SET TASK
Count the lines in the entries below that contain the string "jacket", with case counting, and reply with only that number.

INFORMATION SUPPLIED
******************************
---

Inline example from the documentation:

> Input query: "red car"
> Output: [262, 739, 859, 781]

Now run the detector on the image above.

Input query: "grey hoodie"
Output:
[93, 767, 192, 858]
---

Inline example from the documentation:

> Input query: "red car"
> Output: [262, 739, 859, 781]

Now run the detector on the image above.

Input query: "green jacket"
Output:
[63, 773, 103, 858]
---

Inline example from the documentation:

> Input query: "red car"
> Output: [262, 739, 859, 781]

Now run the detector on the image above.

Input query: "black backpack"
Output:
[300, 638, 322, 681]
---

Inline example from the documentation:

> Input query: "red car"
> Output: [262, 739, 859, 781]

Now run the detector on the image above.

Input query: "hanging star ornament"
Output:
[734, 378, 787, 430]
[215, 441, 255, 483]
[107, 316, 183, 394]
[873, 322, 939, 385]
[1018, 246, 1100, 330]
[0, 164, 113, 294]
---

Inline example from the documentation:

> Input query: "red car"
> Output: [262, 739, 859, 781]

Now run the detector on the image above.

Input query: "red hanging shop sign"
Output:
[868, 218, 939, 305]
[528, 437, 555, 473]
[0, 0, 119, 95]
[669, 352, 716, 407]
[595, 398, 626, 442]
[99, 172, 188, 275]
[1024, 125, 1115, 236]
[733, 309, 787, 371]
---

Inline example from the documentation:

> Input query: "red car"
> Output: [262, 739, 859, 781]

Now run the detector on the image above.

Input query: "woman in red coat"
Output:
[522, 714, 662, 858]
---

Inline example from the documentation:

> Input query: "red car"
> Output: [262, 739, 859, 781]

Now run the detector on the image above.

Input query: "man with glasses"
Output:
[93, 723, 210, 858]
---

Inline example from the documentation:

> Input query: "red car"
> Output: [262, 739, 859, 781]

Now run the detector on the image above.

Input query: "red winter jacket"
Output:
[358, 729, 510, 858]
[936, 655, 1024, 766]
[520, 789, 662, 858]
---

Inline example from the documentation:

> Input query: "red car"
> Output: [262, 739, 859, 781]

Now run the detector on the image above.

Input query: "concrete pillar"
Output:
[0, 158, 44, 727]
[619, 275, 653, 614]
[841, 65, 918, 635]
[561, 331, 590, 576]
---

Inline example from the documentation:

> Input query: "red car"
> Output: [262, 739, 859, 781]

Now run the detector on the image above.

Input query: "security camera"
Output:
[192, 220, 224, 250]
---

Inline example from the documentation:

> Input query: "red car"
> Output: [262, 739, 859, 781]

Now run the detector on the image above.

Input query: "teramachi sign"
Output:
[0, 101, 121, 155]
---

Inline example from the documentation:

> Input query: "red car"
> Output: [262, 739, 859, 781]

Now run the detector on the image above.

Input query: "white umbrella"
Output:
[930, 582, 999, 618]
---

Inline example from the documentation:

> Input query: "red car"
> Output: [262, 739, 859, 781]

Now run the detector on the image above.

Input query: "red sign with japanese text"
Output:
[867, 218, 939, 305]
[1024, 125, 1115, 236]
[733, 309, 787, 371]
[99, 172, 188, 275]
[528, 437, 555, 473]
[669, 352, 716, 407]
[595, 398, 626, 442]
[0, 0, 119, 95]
******************************
RESULT FOR THIS TASK
2